Aim — The listing below is to be output in its exact form.

Some records:
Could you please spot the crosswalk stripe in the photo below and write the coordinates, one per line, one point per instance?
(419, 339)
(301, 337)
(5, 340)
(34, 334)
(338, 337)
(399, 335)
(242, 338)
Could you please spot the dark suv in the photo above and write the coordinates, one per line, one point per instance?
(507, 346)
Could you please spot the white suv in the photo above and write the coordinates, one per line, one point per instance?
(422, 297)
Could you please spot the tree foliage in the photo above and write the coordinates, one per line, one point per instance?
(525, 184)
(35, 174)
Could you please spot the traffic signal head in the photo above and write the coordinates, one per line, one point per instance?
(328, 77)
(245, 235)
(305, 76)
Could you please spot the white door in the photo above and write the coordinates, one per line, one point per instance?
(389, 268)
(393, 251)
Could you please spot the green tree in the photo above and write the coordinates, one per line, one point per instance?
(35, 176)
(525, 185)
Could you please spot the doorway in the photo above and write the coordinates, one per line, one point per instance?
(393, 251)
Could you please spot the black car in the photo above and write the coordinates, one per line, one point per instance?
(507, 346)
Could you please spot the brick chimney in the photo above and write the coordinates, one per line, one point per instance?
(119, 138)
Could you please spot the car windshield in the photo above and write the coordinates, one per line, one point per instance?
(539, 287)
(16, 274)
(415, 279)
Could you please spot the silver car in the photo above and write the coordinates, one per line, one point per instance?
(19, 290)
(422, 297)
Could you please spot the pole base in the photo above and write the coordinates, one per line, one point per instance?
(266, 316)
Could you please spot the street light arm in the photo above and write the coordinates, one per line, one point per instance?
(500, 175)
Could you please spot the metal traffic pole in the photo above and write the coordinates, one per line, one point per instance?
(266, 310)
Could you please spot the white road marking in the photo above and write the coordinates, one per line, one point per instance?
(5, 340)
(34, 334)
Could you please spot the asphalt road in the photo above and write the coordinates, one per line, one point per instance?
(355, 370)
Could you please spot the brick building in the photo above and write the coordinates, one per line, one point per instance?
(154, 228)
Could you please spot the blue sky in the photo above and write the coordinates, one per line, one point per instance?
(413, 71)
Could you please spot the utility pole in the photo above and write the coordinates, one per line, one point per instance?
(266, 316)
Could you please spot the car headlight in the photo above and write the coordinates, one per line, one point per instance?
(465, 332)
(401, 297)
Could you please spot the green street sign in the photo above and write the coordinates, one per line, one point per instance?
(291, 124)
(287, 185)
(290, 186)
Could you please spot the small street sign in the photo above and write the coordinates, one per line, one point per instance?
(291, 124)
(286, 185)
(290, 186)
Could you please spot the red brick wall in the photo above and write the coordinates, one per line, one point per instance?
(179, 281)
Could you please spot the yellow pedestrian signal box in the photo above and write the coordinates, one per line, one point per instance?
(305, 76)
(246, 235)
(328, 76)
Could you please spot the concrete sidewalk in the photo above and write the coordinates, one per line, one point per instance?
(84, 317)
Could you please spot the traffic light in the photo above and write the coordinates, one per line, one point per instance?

Written reply —
Could you please spot the crosswalk stripe in the photo below and write the coordinates, one per line, one point per instance?
(419, 339)
(301, 337)
(5, 340)
(34, 334)
(338, 337)
(399, 335)
(242, 338)
Could you please spot the dark suv in the photo above and write the coordinates, one per line, one point per instance?
(507, 346)
Could you please spot the white suv in the photo above and write the coordinates, one per line, one point per instance?
(422, 297)
Could you please spot the tree foliage in the photo above and write the coordinates, one per line, one point per instance?
(525, 184)
(35, 174)
Could you please spot the traffic signal head in the photo above and write the coordinates, one per line, one point per instance?
(328, 77)
(245, 235)
(305, 76)
Could you please spot the white door in the photo above and write the coordinates, one per line, one point per instance?
(389, 268)
(393, 251)
Could you please spot the green tree in the photo above and write the coordinates, one per line, one point per instance?
(35, 176)
(525, 185)
Could you please spot the doorway in the photo above and write the coordinates, one per line, one point per instance?
(393, 251)
Could you please spot the black car in the photo above and write the coordinates, one per line, one point per instance?
(507, 346)
Could you please spot the brick chimney in the photo above and write the coordinates, one per line, one point per instance?
(119, 138)
Could you please spot the car windshield in the photo above and write the coordinates, one per line, one point per instance?
(539, 287)
(16, 274)
(415, 279)
Could you please spot the silver car in the photo above and write the coordinates, one per line, one point per instance?
(19, 290)
(422, 297)
Could you please spot the pole base in the photo above and write the coordinates, one per line, one point per instance?
(266, 316)
Could you please spot the street light arm in the photo above and write the coordinates, one per line, one point per instance?
(500, 175)
Could you please spot the metal traffic pole in the photo above and write the coordinates, one per line, one point per instance?
(266, 310)
Could you please spot the white road marking in the photo above and write the coordinates, one per line, one point per instance?
(5, 340)
(34, 334)
Could you please spot the asphalt road in the photo above and write the coordinates, one per line, one point per instance?
(355, 370)
Could you please spot the brick building in the photo above and write the coordinates, one per line, one point per instance?
(154, 228)
Could you please spot the blue sky in the photo above and write the coordinates, one per line, one point per instance?
(413, 71)
Could you please spot the utility pole in the photo above and write the coordinates, one per line, one point per instance?
(266, 316)
Could you please spot the car headlight in the photo above and write the coordinates, one per line, one point per instance?
(465, 332)
(401, 297)
Could you please spot the green street sign in the photo above and write the coordinates, one per line, one point per instance?
(291, 124)
(287, 185)
(290, 186)
Could you please spot the small street sign in the photo above and write the coordinates, one per line, one point per instance?
(291, 124)
(286, 185)
(290, 186)
Could you please spot the red brick wall in the photo above and write the coordinates, one per line, one point per instance?
(179, 281)
Could you please spot the yellow pedestrian signal box in the photo above and write the coordinates, one per line, one point per instance?
(305, 76)
(246, 235)
(328, 76)
Could you please spot the concrete sidewalk in the photo above and write the coordinates, one per line, one point per instance?
(84, 317)
Could you please spot the traffic light in the photo above and write the coordinates, one per line, one point per instance?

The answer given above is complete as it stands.